** Short exercise **
Please copy out, word for word, the lines in the listing below from the one containing "Teacher note to the class: pick out the modern" through the end of the listing, inclusive.

** Records for the task **

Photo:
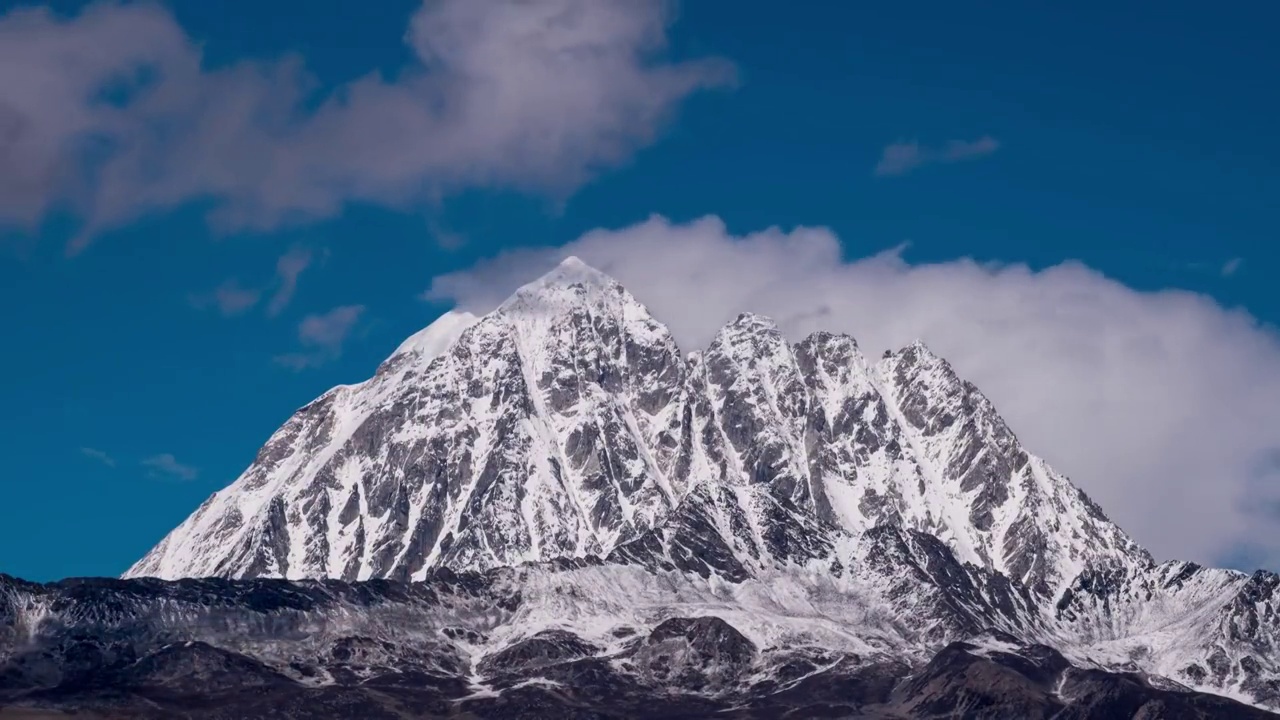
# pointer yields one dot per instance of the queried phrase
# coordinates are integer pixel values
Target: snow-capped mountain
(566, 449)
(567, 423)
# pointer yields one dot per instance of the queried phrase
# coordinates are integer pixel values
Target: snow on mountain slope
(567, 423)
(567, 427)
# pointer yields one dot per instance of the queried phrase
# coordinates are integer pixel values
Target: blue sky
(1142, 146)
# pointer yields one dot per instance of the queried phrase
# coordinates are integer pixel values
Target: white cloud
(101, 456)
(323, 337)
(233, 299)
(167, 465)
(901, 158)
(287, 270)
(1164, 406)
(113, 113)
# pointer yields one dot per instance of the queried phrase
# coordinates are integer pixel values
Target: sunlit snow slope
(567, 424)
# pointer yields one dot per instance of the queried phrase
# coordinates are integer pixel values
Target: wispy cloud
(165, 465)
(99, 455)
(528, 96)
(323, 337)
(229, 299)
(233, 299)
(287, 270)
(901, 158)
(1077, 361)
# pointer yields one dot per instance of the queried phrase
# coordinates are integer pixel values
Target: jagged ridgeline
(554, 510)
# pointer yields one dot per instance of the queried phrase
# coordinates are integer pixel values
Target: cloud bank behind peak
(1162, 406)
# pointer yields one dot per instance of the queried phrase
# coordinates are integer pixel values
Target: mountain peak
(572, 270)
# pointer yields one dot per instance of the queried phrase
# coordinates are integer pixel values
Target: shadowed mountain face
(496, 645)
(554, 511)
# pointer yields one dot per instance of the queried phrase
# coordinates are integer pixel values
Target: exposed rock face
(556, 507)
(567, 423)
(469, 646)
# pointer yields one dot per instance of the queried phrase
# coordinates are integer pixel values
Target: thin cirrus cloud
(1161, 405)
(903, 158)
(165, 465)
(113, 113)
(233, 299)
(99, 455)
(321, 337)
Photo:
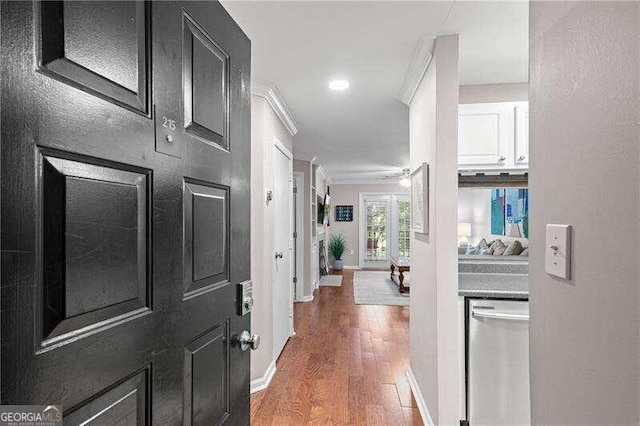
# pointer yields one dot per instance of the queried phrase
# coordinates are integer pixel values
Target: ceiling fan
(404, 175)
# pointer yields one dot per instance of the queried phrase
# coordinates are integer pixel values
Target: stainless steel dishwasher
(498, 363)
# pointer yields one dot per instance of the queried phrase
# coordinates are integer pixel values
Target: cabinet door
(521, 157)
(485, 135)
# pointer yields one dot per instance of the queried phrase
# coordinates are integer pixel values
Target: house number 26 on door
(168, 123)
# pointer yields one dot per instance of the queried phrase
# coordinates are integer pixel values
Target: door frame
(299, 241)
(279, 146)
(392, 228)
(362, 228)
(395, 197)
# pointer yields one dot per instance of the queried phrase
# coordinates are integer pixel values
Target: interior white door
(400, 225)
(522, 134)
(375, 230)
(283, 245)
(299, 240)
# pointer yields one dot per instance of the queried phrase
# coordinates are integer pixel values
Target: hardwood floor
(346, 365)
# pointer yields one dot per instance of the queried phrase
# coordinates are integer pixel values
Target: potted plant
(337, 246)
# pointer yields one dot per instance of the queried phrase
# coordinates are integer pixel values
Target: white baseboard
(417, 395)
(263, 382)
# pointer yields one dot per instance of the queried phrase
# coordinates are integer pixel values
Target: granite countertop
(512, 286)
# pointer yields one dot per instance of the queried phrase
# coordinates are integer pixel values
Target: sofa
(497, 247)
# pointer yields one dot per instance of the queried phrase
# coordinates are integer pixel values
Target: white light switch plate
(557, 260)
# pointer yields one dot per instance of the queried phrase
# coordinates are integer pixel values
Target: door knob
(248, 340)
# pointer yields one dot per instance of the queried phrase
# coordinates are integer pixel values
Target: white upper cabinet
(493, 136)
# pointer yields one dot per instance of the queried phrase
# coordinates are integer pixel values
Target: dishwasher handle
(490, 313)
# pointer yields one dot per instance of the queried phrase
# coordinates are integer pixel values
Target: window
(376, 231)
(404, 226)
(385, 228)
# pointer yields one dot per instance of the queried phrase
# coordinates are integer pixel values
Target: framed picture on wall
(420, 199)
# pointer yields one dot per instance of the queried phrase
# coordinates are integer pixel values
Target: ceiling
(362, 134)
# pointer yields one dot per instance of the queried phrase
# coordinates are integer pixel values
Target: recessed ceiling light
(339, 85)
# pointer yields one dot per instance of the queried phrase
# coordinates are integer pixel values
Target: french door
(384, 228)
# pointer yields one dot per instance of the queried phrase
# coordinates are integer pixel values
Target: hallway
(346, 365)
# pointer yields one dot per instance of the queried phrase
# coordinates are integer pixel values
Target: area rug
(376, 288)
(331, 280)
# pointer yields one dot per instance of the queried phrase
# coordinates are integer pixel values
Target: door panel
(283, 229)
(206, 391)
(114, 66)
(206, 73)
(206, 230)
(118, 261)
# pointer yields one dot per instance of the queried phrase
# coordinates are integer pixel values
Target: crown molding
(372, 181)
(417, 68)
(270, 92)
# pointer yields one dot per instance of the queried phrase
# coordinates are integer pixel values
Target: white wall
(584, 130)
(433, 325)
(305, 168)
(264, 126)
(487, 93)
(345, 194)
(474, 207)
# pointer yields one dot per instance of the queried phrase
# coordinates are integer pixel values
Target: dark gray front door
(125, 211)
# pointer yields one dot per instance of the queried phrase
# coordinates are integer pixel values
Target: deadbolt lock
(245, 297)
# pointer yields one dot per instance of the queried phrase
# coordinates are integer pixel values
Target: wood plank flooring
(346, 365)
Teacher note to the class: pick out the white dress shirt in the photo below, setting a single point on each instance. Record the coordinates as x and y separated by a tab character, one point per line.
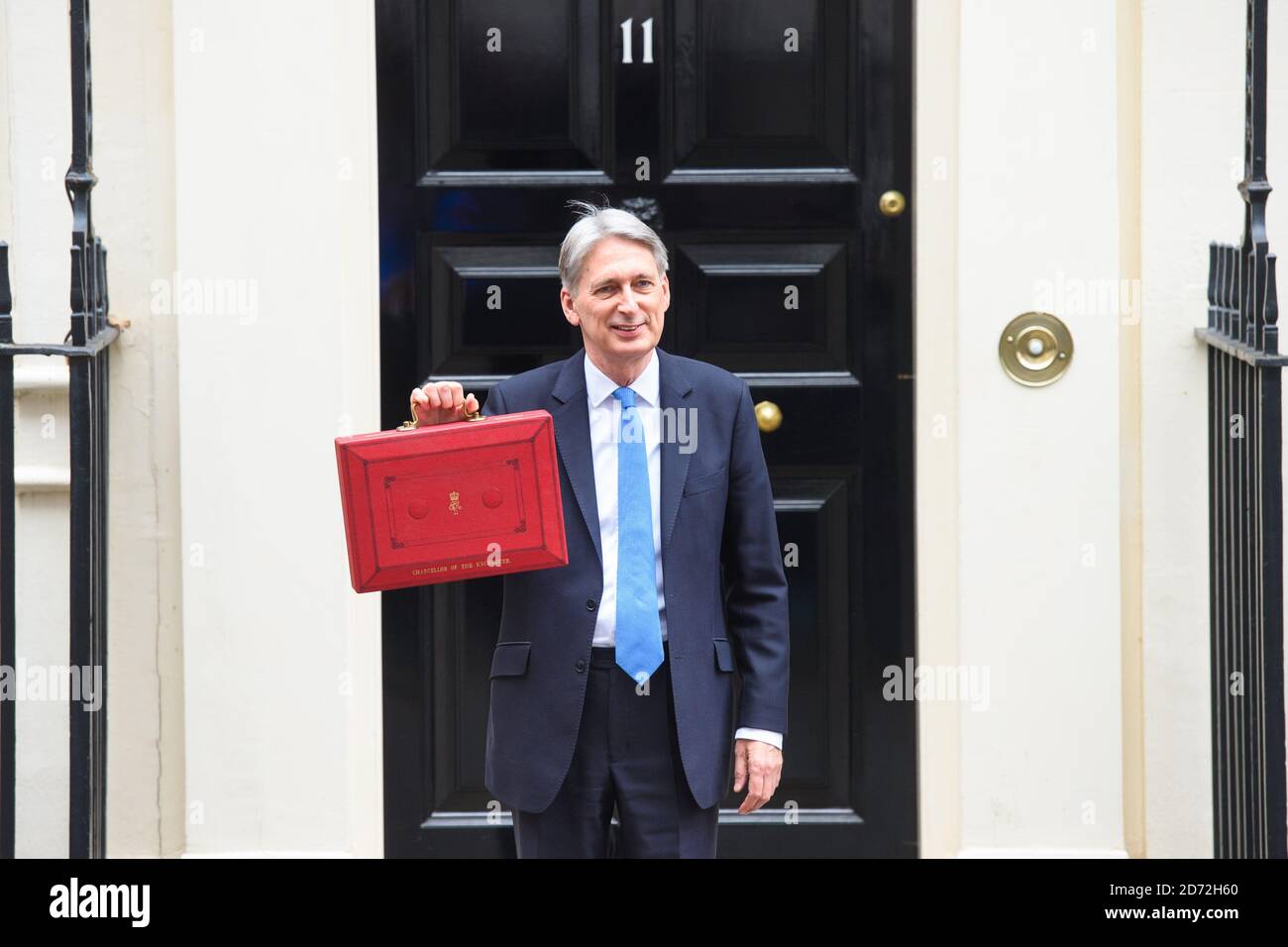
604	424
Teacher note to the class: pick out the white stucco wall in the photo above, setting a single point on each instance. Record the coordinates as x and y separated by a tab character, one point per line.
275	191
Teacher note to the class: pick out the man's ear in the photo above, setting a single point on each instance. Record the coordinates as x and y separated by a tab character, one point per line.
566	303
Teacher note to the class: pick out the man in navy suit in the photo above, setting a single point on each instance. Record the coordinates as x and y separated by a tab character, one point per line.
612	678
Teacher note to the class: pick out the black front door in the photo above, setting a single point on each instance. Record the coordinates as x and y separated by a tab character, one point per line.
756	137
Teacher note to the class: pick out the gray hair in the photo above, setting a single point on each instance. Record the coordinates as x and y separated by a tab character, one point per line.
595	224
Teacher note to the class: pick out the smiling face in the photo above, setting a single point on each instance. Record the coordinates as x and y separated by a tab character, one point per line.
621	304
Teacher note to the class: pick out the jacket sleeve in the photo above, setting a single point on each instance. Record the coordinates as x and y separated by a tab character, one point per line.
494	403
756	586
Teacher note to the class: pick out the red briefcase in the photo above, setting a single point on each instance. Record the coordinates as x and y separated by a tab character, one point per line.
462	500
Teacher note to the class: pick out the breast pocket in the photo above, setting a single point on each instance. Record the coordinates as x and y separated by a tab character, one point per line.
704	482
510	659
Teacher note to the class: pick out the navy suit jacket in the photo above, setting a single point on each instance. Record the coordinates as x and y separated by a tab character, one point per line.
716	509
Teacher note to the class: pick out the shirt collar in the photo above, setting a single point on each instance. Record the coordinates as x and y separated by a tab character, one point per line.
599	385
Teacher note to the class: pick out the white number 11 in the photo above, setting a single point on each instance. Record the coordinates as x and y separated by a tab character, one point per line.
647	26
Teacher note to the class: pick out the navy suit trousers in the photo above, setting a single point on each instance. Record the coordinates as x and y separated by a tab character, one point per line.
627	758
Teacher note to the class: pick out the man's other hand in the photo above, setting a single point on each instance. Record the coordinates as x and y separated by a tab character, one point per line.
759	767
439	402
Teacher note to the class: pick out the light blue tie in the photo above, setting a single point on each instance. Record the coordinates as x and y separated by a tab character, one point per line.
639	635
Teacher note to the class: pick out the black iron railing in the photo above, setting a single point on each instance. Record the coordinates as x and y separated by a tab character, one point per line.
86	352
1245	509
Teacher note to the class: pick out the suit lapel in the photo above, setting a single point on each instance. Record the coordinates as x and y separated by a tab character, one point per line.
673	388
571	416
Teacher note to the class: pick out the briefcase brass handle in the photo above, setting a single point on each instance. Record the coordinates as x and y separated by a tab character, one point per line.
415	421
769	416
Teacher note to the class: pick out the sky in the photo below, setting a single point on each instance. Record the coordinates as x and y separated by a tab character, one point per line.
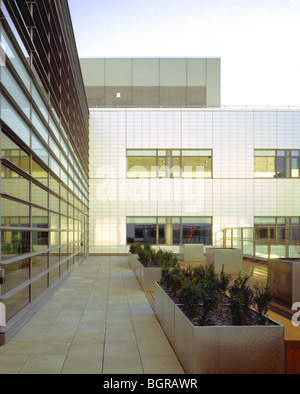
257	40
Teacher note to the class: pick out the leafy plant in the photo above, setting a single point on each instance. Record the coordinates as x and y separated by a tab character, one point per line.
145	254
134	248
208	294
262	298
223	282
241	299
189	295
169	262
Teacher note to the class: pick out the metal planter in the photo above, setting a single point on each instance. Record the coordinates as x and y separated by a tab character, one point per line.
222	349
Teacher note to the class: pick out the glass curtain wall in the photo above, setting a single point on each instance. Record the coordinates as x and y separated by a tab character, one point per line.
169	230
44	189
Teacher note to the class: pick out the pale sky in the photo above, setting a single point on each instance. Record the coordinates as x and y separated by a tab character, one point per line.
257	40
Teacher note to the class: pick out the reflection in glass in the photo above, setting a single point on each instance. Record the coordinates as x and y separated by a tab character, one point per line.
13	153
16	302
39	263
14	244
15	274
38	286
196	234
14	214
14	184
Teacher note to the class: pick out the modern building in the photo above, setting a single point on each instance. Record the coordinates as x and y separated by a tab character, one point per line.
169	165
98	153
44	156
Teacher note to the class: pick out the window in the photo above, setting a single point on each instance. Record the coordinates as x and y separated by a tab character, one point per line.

** Full answer **
Teacher note to the class: pick out the modern building in the photo above, setting a single point on each instance. Record the coordinates as x and y separated by a tab character, one point per line.
169	165
98	153
44	156
Teacher note to the class: pick out the window in the photo above, setting a single point on each instance. Record the coordinates as x and y separated by a tab character, one point per line.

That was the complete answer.